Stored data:

====================

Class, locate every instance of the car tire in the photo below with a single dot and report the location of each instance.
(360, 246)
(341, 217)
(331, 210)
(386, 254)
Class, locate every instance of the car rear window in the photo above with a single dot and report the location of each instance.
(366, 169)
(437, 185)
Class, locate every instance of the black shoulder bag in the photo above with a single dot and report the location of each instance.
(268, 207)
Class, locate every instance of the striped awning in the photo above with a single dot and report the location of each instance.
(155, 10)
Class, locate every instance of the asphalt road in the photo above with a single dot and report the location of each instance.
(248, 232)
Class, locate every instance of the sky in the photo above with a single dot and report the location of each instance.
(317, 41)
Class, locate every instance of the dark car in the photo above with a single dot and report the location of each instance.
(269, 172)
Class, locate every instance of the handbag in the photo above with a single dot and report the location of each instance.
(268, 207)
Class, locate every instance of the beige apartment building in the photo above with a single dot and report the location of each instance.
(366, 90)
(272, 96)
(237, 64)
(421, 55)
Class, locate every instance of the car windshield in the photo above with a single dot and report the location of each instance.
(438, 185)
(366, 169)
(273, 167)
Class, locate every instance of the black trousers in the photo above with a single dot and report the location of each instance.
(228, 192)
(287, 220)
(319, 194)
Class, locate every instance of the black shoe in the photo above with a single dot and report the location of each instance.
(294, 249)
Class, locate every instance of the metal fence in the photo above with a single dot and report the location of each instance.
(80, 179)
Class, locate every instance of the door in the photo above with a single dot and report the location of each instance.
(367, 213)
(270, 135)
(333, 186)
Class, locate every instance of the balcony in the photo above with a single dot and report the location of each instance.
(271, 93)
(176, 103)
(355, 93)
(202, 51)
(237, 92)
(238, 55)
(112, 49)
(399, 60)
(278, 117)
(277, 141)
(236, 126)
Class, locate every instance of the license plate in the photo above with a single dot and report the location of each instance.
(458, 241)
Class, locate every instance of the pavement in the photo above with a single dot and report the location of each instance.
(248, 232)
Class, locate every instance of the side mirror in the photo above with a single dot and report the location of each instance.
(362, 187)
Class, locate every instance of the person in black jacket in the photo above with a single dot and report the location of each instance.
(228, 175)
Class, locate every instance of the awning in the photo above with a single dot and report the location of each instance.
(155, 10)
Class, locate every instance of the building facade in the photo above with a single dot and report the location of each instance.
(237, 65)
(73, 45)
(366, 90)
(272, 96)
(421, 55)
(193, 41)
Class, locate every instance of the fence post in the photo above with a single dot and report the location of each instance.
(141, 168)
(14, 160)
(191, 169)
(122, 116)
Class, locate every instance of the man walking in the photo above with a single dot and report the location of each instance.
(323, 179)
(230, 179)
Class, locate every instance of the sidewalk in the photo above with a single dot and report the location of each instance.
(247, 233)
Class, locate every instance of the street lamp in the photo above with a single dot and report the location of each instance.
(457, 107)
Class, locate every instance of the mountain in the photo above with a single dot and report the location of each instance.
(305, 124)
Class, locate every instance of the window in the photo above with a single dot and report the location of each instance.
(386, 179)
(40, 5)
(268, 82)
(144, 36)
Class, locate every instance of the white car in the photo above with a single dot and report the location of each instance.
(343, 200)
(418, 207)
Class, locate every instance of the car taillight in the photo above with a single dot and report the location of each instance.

====================

What to work on: Give back every record exactly.

Output:
Class, locate every instance of the car tire in the photo below with a single dot and report the location of each instance.
(360, 246)
(341, 217)
(331, 210)
(386, 254)
Class, locate every instance of the car rear window in the photo above with a single dot and report the location of each instance.
(366, 169)
(437, 185)
Class, locate every instance of the black shoulder bag in the photo above with a single dot and report the location of each instance.
(268, 207)
Class, locate every instance of the striped awning in the photo above with a single dot and report the location of each instance.
(155, 10)
Class, locate every instance of the asphalt road in the photo above with a single dot and report the location of each instance.
(248, 232)
Class, locate every instance of the sky in the photo above with a single dot and report the location of each instance.
(317, 41)
Class, locate every instance of the dark car in the photo above with a single dot and report the location of each instance.
(269, 172)
Class, locate every instance of the handbag in the photo above with a single dot and report the location of each instance.
(268, 207)
Class, locate every instance of the beige apartment building in the photo above with a single dot and report the location of each instance.
(366, 90)
(272, 96)
(237, 64)
(421, 55)
Class, locate every instance of the car windshield in the photo above with a single dot and report the location of each instance.
(438, 185)
(366, 169)
(273, 167)
Class, locate every instance of the black trousers in the photo above with a single dot and report the location of each instance.
(228, 192)
(287, 220)
(319, 194)
Class, locate every instance of the black shoe in the photo above with a single dot and report the location of each instance.
(294, 249)
Class, locate every instance of the metal fence in the photo above with a single dot and report the location of each instance.
(80, 179)
Class, locate every instance of the door in the photo above with a single dot and report the location of each instance.
(367, 213)
(270, 135)
(333, 186)
Class, locate every instance of the balcony in the photo above with a single dot and report the location of each instance.
(271, 93)
(176, 103)
(355, 93)
(202, 51)
(237, 92)
(238, 55)
(112, 49)
(399, 60)
(278, 117)
(277, 141)
(236, 126)
Class, locate every instance of the license plate in the photo above with a single dot and report the location of each instance.
(458, 241)
Class, locate every instance of the pavement in the photo above with a single dot and report the location of each instance.
(248, 232)
Class, locate every instance of the side mirror in the photo above with a single dot and report the location of each instance.
(362, 187)
Class, locate every instance of the person in black jacket in the photo above with a single dot and report the location of each instance.
(228, 175)
Class, locate every instance of the awning in the photo above with a single dot and report the location of each instance.
(155, 10)
Class, locate every instance of the building facade in the photo above with a single dot and report the location of each instance.
(237, 65)
(73, 45)
(366, 90)
(272, 96)
(421, 55)
(193, 41)
Class, locate every instance of the fence post in the photo above with a single dot and report the location of each instance.
(141, 168)
(14, 160)
(191, 169)
(122, 116)
Class, locate every instance of the man walking in the photo above with a single dot and report the location of each instance.
(323, 179)
(230, 179)
Class, locate every instance of the sidewalk in the photo above with a single dot and report the location of each instance.
(247, 233)
Class, locate every instance of the street lamp in the photo above with a single dot and report the location of each instance.
(457, 107)
Class, locate every instance of the mountain in the photo above with a single dot and report the location of each instance.
(305, 124)
Class, locate every instance of the window in the photo above with a single dot and report the location of each instance.
(386, 179)
(40, 5)
(268, 82)
(144, 36)
Class, locate every instance of the white car in the photo above with a single dot and report the location of each instance.
(343, 200)
(418, 207)
Class, locate every instance of the car taillight in the photo above with a single dot and report the location of each instance.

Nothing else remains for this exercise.